(Raw records)
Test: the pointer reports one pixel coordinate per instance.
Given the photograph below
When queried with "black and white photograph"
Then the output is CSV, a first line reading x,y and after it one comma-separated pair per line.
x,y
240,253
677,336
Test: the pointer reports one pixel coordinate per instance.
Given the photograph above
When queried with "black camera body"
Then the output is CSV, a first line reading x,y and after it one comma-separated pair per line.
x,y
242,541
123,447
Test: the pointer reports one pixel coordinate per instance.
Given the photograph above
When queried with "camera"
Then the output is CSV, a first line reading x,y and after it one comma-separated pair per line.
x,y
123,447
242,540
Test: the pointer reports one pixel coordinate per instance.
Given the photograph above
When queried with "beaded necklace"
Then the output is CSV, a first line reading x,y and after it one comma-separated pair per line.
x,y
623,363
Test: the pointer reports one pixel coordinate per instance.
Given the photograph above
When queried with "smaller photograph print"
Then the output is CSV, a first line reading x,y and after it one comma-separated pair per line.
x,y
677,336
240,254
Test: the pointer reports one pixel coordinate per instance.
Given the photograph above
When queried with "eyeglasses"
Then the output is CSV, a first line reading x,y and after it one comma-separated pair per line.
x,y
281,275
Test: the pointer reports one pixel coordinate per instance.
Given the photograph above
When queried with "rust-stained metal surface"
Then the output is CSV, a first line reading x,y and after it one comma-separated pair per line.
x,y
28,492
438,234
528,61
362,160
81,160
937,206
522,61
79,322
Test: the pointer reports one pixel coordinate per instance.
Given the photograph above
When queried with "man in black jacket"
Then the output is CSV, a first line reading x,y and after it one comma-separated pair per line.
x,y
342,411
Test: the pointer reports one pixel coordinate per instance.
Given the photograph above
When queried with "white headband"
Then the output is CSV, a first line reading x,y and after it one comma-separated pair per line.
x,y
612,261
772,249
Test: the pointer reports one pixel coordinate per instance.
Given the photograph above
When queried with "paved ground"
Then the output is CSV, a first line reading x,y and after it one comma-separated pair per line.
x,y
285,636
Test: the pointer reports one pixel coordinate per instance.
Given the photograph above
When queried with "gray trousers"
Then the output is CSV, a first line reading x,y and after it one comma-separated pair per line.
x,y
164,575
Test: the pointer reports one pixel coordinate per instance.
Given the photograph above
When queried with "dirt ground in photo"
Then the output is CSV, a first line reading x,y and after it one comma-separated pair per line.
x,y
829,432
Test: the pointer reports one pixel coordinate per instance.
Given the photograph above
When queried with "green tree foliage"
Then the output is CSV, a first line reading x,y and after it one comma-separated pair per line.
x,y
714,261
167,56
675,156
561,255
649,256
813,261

(What the task asks) Output the records exactly, including every line.

(Exercise solution)
Test: the pointer reports one pixel coordinate per instance.
Given the photograph below
When queried with "black and white photograph"
Then the output is CSV, a first line reading x,y and after it one comma-separated pair per line.
x,y
240,253
677,336
Test: the pointer reports one pixel coordinate per instance.
Given the photograph above
When queried with "black camera body"
Then the output is CSV, a first line reading x,y and after it one comma-separated pair per line.
x,y
242,541
123,447
Test: the pointer reports one pixel coordinate per instance.
Given the photograph above
When queried with "camera"
Then the output is CSV, a first line reading x,y and after it one comma-separated pair per line.
x,y
123,447
242,540
Test: the pointer reports one pixel coordinate per instance.
Given the photograph above
When queried with "beaded necklace"
Then the output is CSV, a first line reading x,y and after it one comma-separated pair per line.
x,y
623,363
Test: the pointer reports one pixel coordinate per instance.
Given the photograph above
When queried with "smaller photograph print"
Then the output is CSV, a first line reading x,y and after it one comma-separated pair per line.
x,y
677,336
240,254
Test: the pointer reports one pixel coordinate per instance.
Given the photograph above
When queried with "eyeglasses"
Then the output is CSV, a first line reading x,y and after it one comma-separated pair per line.
x,y
281,275
Test: the pointer reports one pixel coordinate per instance.
Given the photograph above
When queried with "rust-stained metal surface"
Then the output is CSV, a first line reading x,y and after it one comma-separated pair per line.
x,y
28,492
438,234
528,61
362,160
81,160
937,206
522,61
79,322
Test: the pointer reports one pixel coordinate per instance.
Given the photograph above
When queried with "man in black jacket"
Then the output is CSV, a first line reading x,y and after it one comma-separated pair per line.
x,y
342,411
Test: the pointer reports one pixel coordinate per instance.
Given the photograph above
When queried with "white headband"
Then the output is CSV, a first line reading x,y and after it one comma-separated pair per line.
x,y
612,261
772,249
Test: the pointer reports one pixel coordinate per instance.
Given the photograph above
When queried with "paved ground"
Then the output is CSV, a first line reading x,y and after it one comma-separated pair per line.
x,y
285,636
Test: the pointer reports one pixel coordinate per instance.
Given the photograph above
When queried with "gray trousers"
Then the output is CSV, a first line reading x,y and after it one comma-separated pair per line.
x,y
164,575
Test: the pointer reports one pixel coordinate per instance.
Given the photograph above
When queried with "dirt ground in photo"
Then the output is CSV, a first line reading x,y and after it one comma-separated pair per line.
x,y
829,432
Test: the pointer reports one pixel coordinate per instance.
Given the photograph above
When queried with "green tree foliage"
Then the output is CSV, a first line reading x,y and after it one comma-separated pair per line.
x,y
714,261
167,56
675,156
561,255
649,256
813,261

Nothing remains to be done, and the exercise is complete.